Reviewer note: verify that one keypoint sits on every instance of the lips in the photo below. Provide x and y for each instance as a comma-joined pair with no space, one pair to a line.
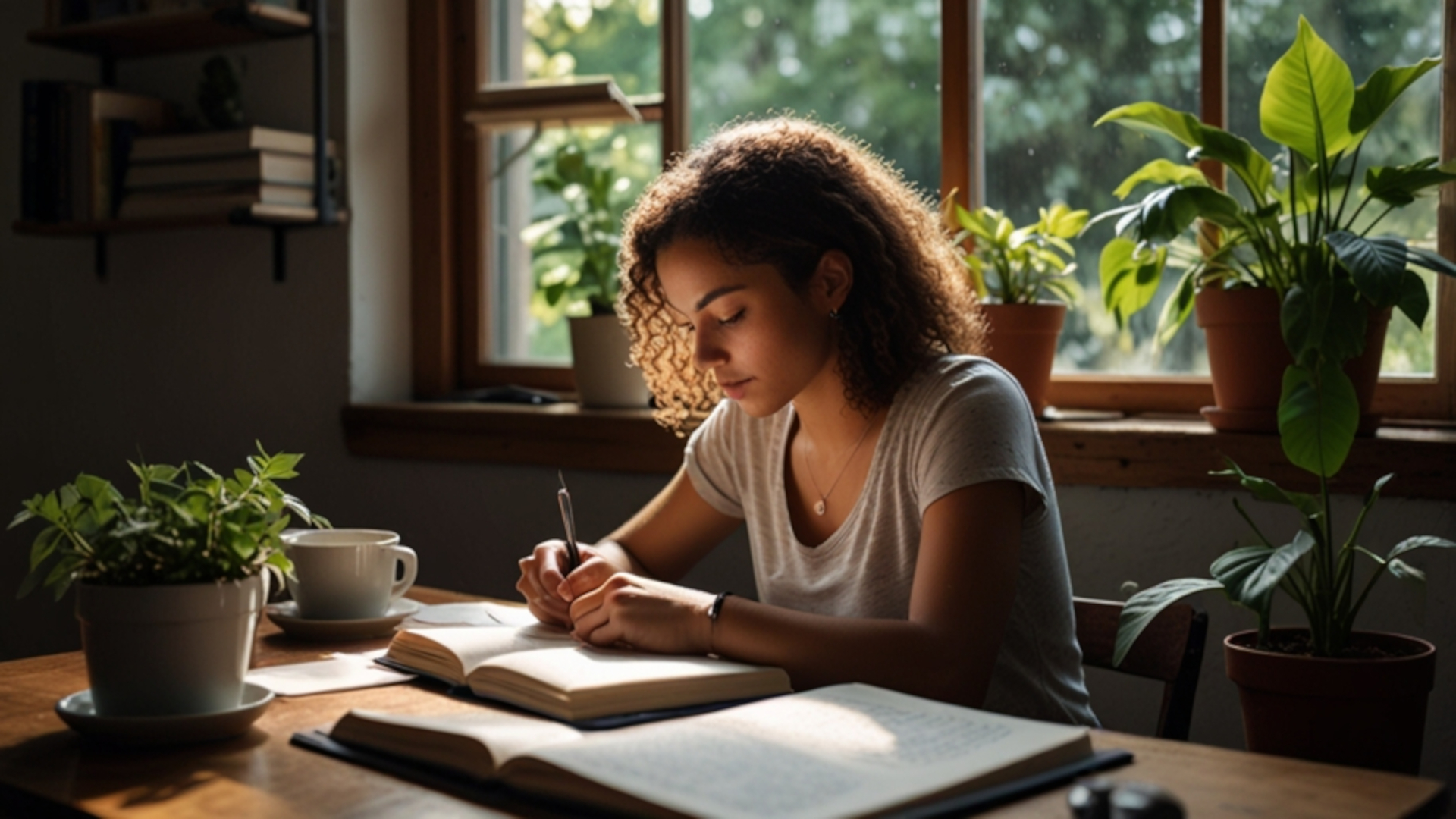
734,388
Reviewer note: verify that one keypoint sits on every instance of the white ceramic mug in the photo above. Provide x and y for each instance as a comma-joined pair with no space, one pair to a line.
347,573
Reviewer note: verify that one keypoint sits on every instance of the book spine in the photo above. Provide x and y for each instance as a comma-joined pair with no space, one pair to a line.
123,134
30,149
101,169
47,153
61,150
80,161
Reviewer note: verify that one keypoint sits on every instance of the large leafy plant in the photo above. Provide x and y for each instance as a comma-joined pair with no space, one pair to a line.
187,525
574,246
1316,569
1304,232
1018,265
1308,242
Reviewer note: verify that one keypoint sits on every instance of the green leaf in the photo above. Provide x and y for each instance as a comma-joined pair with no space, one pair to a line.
20,518
1420,542
1128,278
1153,118
1318,414
1178,306
1430,260
1308,96
1401,186
1373,96
1405,572
1144,607
1414,300
1376,265
1210,143
44,545
1253,573
1161,172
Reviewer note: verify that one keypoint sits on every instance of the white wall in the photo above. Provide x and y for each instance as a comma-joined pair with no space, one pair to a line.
190,350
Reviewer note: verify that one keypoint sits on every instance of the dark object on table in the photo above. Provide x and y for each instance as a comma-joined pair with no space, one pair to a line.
503,394
1104,799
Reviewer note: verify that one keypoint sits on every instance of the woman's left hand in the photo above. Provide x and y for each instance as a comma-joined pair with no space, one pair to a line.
644,614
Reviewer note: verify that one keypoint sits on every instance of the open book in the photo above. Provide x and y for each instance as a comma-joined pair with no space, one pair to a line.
837,751
544,670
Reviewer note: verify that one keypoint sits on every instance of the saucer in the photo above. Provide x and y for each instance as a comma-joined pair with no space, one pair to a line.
79,711
287,618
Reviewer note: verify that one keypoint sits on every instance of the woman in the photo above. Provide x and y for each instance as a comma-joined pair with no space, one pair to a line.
899,504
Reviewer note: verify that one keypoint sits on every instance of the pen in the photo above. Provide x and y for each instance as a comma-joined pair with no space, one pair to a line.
570,522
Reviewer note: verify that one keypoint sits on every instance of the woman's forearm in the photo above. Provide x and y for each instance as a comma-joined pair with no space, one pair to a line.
892,653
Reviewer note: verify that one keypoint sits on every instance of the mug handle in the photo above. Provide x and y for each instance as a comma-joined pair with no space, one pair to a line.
405,556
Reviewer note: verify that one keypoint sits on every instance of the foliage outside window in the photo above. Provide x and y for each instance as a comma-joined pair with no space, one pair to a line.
1049,71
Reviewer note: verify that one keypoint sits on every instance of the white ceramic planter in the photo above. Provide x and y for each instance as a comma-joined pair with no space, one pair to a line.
601,353
181,649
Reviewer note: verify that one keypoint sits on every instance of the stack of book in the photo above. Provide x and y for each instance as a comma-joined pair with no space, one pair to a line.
265,172
74,142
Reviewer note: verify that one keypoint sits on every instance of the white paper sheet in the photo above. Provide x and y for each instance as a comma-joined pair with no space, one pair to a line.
469,614
340,672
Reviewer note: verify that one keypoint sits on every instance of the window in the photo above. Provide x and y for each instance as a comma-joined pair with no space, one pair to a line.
1015,86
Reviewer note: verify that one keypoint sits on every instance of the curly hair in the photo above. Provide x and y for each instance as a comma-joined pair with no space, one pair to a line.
783,191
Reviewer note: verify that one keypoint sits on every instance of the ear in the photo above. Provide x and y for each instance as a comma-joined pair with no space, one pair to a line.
833,279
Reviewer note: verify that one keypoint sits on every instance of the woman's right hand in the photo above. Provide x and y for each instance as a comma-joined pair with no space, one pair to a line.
545,586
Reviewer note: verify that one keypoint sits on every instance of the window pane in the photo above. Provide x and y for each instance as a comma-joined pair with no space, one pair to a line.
1052,69
1366,34
570,38
535,229
868,66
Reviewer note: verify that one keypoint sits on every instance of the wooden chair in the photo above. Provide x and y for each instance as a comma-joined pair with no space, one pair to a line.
1169,651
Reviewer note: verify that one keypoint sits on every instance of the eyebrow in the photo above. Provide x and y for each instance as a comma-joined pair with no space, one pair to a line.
714,295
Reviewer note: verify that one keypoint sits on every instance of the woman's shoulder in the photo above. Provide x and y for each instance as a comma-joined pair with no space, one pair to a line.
959,376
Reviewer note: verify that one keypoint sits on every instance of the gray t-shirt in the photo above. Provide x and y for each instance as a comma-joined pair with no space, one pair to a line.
960,422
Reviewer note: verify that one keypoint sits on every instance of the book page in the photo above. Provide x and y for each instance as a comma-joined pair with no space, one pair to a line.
584,682
837,751
475,742
457,651
482,613
585,668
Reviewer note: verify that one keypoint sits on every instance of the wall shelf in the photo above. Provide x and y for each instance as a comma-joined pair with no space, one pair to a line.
142,36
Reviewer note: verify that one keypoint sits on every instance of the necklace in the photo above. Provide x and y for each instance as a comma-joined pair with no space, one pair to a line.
821,506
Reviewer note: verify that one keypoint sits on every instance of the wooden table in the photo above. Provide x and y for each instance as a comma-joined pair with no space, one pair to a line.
46,768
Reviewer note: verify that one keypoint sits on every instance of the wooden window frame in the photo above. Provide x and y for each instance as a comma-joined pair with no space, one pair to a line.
1152,450
447,161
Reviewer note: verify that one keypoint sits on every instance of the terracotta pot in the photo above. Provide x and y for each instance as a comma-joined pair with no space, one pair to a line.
1024,341
601,353
1247,360
1367,713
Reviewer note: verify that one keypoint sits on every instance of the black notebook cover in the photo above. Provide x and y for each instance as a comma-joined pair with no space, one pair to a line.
497,795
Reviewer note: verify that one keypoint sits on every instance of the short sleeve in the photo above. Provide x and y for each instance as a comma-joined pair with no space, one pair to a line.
977,428
710,461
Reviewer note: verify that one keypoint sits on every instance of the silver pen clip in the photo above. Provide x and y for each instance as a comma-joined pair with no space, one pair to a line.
568,521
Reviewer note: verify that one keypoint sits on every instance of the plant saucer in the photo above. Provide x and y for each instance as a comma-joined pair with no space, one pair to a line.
79,711
289,620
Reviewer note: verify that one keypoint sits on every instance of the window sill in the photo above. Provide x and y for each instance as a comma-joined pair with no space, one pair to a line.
1142,450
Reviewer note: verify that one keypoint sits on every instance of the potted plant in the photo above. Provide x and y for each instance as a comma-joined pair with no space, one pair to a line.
169,585
1323,691
1298,256
574,260
1024,281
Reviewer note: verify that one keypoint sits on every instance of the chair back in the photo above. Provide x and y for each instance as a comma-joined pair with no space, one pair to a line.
1169,651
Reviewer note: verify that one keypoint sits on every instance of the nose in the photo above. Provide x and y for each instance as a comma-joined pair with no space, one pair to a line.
707,352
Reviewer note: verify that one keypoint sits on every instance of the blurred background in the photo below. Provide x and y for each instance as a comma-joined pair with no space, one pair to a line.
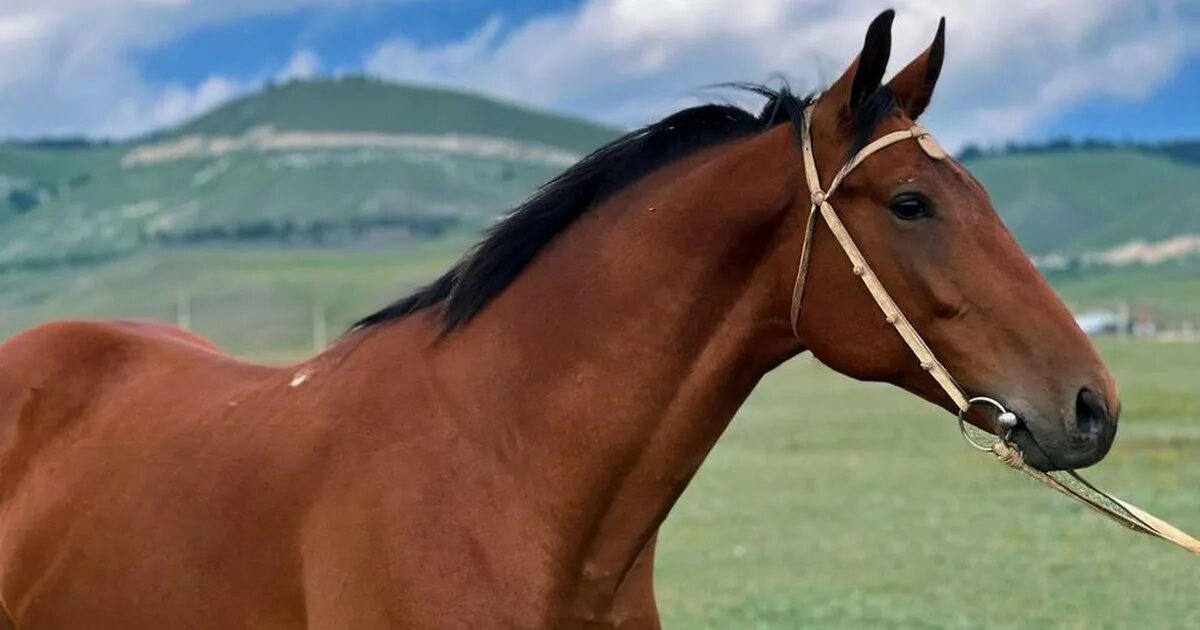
264,172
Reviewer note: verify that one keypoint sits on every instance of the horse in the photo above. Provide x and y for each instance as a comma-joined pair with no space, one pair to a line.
499,448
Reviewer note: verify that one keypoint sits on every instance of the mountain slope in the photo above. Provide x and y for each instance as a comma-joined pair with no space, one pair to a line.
331,162
354,162
371,106
1086,199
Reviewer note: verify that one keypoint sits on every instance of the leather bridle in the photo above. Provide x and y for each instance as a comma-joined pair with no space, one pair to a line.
1120,511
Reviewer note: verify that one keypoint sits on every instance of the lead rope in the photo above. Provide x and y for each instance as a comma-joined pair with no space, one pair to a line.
1117,510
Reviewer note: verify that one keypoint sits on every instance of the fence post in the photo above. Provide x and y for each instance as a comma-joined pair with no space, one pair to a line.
184,309
319,330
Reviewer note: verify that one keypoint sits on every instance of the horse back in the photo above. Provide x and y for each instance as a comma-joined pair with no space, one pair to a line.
96,424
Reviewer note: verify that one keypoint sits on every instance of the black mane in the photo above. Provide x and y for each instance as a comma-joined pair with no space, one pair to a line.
509,246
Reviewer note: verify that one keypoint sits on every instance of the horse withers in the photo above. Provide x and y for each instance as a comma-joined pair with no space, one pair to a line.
499,448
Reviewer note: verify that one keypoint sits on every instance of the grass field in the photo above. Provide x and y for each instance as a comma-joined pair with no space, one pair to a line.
829,503
838,504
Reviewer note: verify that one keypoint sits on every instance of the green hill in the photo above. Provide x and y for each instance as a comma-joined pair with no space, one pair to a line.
1086,199
372,106
354,174
343,162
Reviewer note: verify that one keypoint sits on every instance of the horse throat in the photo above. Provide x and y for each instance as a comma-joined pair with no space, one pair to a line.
619,357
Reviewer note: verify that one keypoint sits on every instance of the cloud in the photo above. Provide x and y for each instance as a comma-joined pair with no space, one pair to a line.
1011,65
304,65
66,66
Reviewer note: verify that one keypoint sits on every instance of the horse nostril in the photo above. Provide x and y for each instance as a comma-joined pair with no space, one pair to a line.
1090,414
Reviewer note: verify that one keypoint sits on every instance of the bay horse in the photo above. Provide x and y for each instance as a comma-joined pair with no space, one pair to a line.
499,449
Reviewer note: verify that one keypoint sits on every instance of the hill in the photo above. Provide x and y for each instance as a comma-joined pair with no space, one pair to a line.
1089,198
358,163
333,162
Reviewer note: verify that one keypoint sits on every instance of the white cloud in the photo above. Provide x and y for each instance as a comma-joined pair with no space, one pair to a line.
66,65
1011,64
304,65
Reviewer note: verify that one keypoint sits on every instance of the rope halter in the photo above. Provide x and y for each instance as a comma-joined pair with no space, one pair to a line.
1072,485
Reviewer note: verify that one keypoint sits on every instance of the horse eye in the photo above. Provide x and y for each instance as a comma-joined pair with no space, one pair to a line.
911,207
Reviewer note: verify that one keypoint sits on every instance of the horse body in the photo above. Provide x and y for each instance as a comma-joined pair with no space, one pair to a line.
435,468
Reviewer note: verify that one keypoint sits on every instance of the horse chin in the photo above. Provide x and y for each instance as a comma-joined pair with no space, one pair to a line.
1032,450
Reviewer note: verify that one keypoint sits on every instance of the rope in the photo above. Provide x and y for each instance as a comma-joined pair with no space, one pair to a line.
1103,503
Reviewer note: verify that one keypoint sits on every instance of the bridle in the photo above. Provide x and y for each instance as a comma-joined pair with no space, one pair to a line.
1081,490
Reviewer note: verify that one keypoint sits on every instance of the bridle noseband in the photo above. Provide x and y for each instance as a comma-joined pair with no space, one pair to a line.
892,313
1120,511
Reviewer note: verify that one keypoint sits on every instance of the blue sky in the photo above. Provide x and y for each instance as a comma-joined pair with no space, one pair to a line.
1015,69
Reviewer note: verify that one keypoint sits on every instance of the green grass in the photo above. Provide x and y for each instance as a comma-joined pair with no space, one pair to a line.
1091,199
838,504
829,503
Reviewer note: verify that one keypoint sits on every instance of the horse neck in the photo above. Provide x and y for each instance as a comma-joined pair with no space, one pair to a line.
617,359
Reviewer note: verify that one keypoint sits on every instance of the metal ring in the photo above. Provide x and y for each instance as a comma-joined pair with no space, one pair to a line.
963,414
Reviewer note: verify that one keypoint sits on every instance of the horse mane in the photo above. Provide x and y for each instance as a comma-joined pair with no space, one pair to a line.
510,245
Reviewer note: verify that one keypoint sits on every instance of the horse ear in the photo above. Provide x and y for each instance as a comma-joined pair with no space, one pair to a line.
913,87
863,77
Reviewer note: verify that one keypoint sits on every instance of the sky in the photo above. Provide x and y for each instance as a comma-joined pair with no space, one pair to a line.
1014,69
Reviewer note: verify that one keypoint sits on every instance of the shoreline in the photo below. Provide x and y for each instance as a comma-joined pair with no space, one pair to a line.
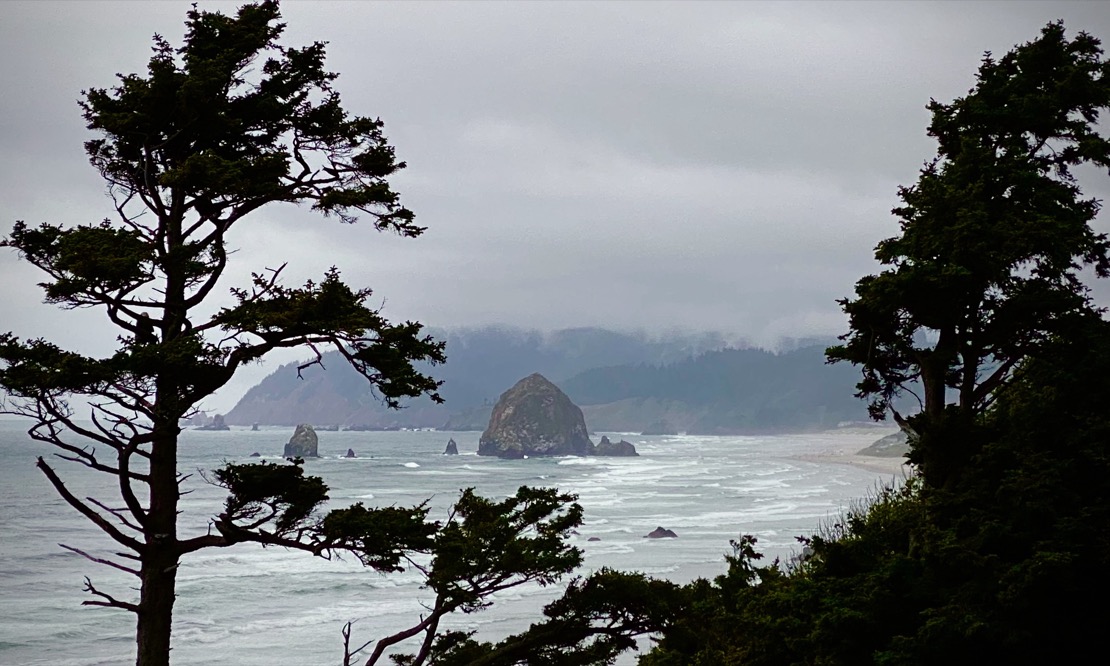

● Try it:
Reproduce exactly the line containing "the rope in" and every line after it in the material above, up to and including the last. Exclude all pictures.

● Result below:
Reviewer note: verify that one keypoint sits on every instance of the rope in the photo above. Provide x and y for each instance as a comma-joined pair with no space, one pair to a line.
1103,503
Reviewer note: verify that one keypoint sits on every instance of the bridle in the photo above. Provide x and y for each instance as a comma-joined pair with no space, one pair to a line.
1081,490
Reviewer note: verify that one keypoint sits on every instance of the bridle noseband in the photo above. Provide x and y for each instance as a comma-joined pair with no space, one pair to a line.
892,313
1120,511
Reviewer note: verify that one keypoint sits on every instance of the blue sky in the photo above. Provide x and y for each instance as a comma-joined pair with no space, one pair to a line.
1015,69
Reviewer note: verify that one keypoint sits on every instance of the green grass in the photo above. Provide x and y for each instance as a comma-joined pair with no space, one pair to a line.
1091,199
838,504
829,503
Reviewer note: verify that one keypoint sits on every instance of the horse neck in the photo above. Provide x and y for each instance as a comma-joined pair with no space, one pair to a line.
617,359
Reviewer note: verify that one keypoint sits on every instance of the metal ring in the photo above. Provide x and y for each instance as a comma-joined pair with no space, one pair to a line.
963,414
Reviewer note: verify that one keypoint sits on every instance of the horse mane in the photo above. Provide x and y for each instance as a comma-joined pair with no space, one pair to a line.
510,245
Reviewer note: verify that one keypoint sits on every instance of the horse ear in the photo above. Provide x and y for each instance as a comma-joined pair with no space, one pair to a line.
913,87
863,77
Reviewer note: verify that one keypoint sits on every instance of the sky in the photo above. Provide x and y for each instance as a comma-joined pair with no space, one pair to a line.
1014,69
Reviewer note: verify that one keypoint sits on every instance of the shoreline in the photo below. Provide x and y for each instance as a comma-joined pair with no space, one pair to a line.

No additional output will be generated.